**AUFGABENSTELLUNG A**
Prüfe für jede Aussage, ob sie mit dem Text über das Hochwasser in Bisingen übereinstimmt, und belege dein Ja oder Nein mit den entscheidenden Worten des Textes als wörtlichem Zitat: (i) Zehn Häuser sind nach dem Hochwasser unbewohnbar. (ii) Der Öltank von Vladimir Polivka wurde von den Wassermassen mitgerissen. (iii) Bei der Spendenaktion der Gemeinde sind bisher weniger als 40.000 Euro eingegangen.
**AUFGABENSTELLUNG B**
Gib aus dem Text über das Hochwasser in Bisingen die Stelle von „Ob auf einem“ bis einschließlich „Stelle im Ort.“ wortgetreu wieder.

**TEXTABSCHNITT**
In Bisingen (Zollernalbkreis) sind viele Einwohnerinnen und Einwohner auch anderthalb Wochen nach dem Hochwasser damit beschäftigt, Keller auszuräumen und trocken zu legen. Zehn Häuser wurden von den Wassermassen am 2. Mai so stark beschädigt, dass sie unbewohnbar sind.
Ob auf einem riesigen Parkplatz im Zentrum von Bisingen oder neben Privatgrundstücken: Baucontainer gehören nun fest zum Ortsbild. Denn vieles muss noch entrümpelt und beseitigt werden. Der extreme Starkregen hat auch bei Hausbesitzer Vladimir Polivka, der direkt am Klingenbach in einer ehemaligen Mühle wohnt, Spuren hinterlassen. Er ist froh, dass sein Haus noch bewohnbar ist. Sein Öltank ist etwas höher eingebaut und wurde nicht - wie bei anderen - von den Wassermassen mitgerissen.
Mit Auto an Stelle oberhalb Bisingens geflüchtet
In Polivkas Hof stehen gleich zwei Baucontainer: einer für den Sperrmüll, einer für Schlammreste, die aus zwei Kellern geholt werden mussten. Als beim Unwetter der Klingenbach plötzlich rasend schnell anstieg, hatte Polivka beschlossen, sich mit seiner Frau und seinen beiden Kindern ins Auto zu setzen und wegzufahren, an eine höher gelegene Stelle im Ort.
Bisingen ruft zu Spenden auf
Insgesamt wurden zehn Häuser bei dem Hochwasser in Bisingen so stark beschädigt, dass sie unbewohnbar sind. Die meisten Familien sind privat untergekommen. Zwei Familien hat die Gemeinde in Ferienwohnungen untergebracht und eine Spendenaktion gestartet. Mittlerweile sind über 40.000 Euro eingegangen. Wie das Geld verteilt wird, soll bald ein Gremium des Gemeinderates entscheiden.
Besitzer von Eisdiele bangt um Existenz
Vor allem in der Senke im unteren Ortsteil stand das Wasser meterhoch. Der Besitzer des Eiscafés "Rialto", Michele Dal Pont, bangt um seine Existenz und hat eine eigene Spendenaktion gestartet. Denn das Wasser hat den Boden in den Produktionsräumen des Cafés unterspült und alles zerstört: Eismaschinen, Mobiliar und einen Transporter. Noch sei unklar, ob die Versicherung zahlt und ob die Rücklagen ausreichen, um alles zu ersetzen.

**DATENAUSZUG**
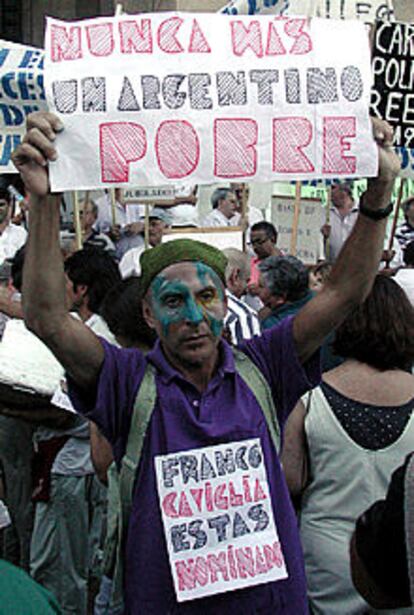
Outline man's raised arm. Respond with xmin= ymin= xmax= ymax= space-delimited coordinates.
xmin=13 ymin=113 xmax=104 ymax=388
xmin=293 ymin=120 xmax=400 ymax=362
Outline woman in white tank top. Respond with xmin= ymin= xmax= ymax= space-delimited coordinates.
xmin=282 ymin=275 xmax=414 ymax=615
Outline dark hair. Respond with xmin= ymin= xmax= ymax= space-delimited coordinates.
xmin=64 ymin=246 xmax=121 ymax=314
xmin=0 ymin=188 xmax=11 ymax=203
xmin=101 ymin=277 xmax=157 ymax=348
xmin=259 ymin=256 xmax=309 ymax=301
xmin=11 ymin=244 xmax=26 ymax=292
xmin=250 ymin=220 xmax=277 ymax=243
xmin=333 ymin=275 xmax=414 ymax=370
xmin=404 ymin=239 xmax=414 ymax=267
xmin=211 ymin=188 xmax=234 ymax=209
xmin=402 ymin=196 xmax=414 ymax=219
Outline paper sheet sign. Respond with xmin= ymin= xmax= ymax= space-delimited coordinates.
xmin=155 ymin=439 xmax=288 ymax=602
xmin=0 ymin=40 xmax=46 ymax=173
xmin=45 ymin=13 xmax=377 ymax=191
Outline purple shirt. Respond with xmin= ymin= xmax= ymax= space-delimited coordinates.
xmin=70 ymin=318 xmax=320 ymax=615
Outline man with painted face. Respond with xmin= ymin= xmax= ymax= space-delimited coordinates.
xmin=13 ymin=114 xmax=399 ymax=615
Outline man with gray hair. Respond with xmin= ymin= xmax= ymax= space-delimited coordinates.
xmin=259 ymin=256 xmax=313 ymax=329
xmin=223 ymin=248 xmax=261 ymax=345
xmin=203 ymin=188 xmax=238 ymax=226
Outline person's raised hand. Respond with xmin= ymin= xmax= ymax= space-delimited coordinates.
xmin=12 ymin=111 xmax=63 ymax=196
xmin=371 ymin=117 xmax=401 ymax=182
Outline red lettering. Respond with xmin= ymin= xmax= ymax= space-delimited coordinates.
xmin=214 ymin=483 xmax=229 ymax=510
xmin=242 ymin=476 xmax=252 ymax=502
xmin=230 ymin=20 xmax=263 ymax=58
xmin=214 ymin=118 xmax=258 ymax=177
xmin=190 ymin=489 xmax=203 ymax=512
xmin=157 ymin=17 xmax=184 ymax=53
xmin=99 ymin=122 xmax=147 ymax=183
xmin=86 ymin=22 xmax=115 ymax=58
xmin=263 ymin=542 xmax=284 ymax=570
xmin=229 ymin=481 xmax=244 ymax=506
xmin=235 ymin=547 xmax=256 ymax=579
xmin=178 ymin=491 xmax=193 ymax=517
xmin=285 ymin=18 xmax=312 ymax=55
xmin=195 ymin=556 xmax=209 ymax=587
xmin=254 ymin=478 xmax=267 ymax=502
xmin=175 ymin=558 xmax=196 ymax=591
xmin=323 ymin=117 xmax=356 ymax=175
xmin=50 ymin=25 xmax=82 ymax=62
xmin=207 ymin=551 xmax=229 ymax=583
xmin=256 ymin=545 xmax=269 ymax=574
xmin=272 ymin=117 xmax=314 ymax=173
xmin=205 ymin=483 xmax=214 ymax=512
xmin=227 ymin=546 xmax=238 ymax=579
xmin=266 ymin=22 xmax=286 ymax=56
xmin=161 ymin=491 xmax=178 ymax=519
xmin=188 ymin=19 xmax=211 ymax=53
xmin=119 ymin=19 xmax=152 ymax=53
xmin=155 ymin=120 xmax=200 ymax=179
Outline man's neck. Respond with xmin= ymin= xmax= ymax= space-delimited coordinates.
xmin=334 ymin=201 xmax=354 ymax=218
xmin=78 ymin=305 xmax=93 ymax=322
xmin=163 ymin=347 xmax=219 ymax=393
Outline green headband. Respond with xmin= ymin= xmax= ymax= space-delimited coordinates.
xmin=141 ymin=239 xmax=227 ymax=295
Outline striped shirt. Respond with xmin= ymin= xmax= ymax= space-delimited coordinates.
xmin=224 ymin=289 xmax=261 ymax=345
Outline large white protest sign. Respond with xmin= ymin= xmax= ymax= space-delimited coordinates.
xmin=0 ymin=40 xmax=46 ymax=173
xmin=45 ymin=13 xmax=377 ymax=191
xmin=155 ymin=439 xmax=288 ymax=602
xmin=271 ymin=196 xmax=323 ymax=264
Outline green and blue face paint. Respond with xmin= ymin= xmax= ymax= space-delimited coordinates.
xmin=151 ymin=263 xmax=224 ymax=337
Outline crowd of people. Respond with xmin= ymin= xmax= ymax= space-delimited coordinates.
xmin=0 ymin=113 xmax=414 ymax=615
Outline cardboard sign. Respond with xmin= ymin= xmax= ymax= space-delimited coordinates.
xmin=271 ymin=196 xmax=323 ymax=264
xmin=316 ymin=0 xmax=393 ymax=23
xmin=46 ymin=13 xmax=377 ymax=191
xmin=371 ymin=22 xmax=414 ymax=149
xmin=220 ymin=0 xmax=393 ymax=23
xmin=0 ymin=40 xmax=47 ymax=173
xmin=155 ymin=438 xmax=288 ymax=602
xmin=122 ymin=186 xmax=176 ymax=203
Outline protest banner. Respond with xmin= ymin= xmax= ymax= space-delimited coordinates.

**AUSGABE A**
(i) Ja: „Zehn Häuser wurden von den Wassermassen am 2. Mai so stark beschädigt, dass sie unbewohnbar sind.“
(ii) Nein: „Sein Öltank ist etwas höher eingebaut und wurde nicht - wie bei anderen - von den Wassermassen mitgerissen.“
(iii) Nein: „Mittlerweile sind über 40.000 Euro eingegangen.“

**AUSGABE B**
Ob auf einem riesigen Parkplatz im Zentrum von Bisingen oder neben Privatgrundstücken: Baucontainer gehören nun fest zum Ortsbild. Denn vieles muss noch entrümpelt und beseitigt werden. Der extreme Starkregen hat auch bei Hausbesitzer Vladimir Polivka, der direkt am Klingenbach in einer ehemaligen Mühle wohnt, Spuren hinterlassen. Er ist froh, dass sein Haus noch bewohnbar ist. Sein Öltank ist etwas höher eingebaut und wurde nicht - wie bei anderen - von den Wassermassen mitgerissen.
Mit Auto an Stelle oberhalb Bisingens geflüchtet
In Polivkas Hof stehen gleich zwei Baucontainer: einer für den Sperrmüll, einer für Schlammreste, die aus zwei Kellern geholt werden mussten. Als beim Unwetter der Klingenbach plötzlich rasend schnell anstieg, hatte Polivka beschlossen, sich mit seiner Frau und seinen beiden Kindern ins Auto zu setzen und wegzufahren, an eine höher gelegene Stelle im Ort.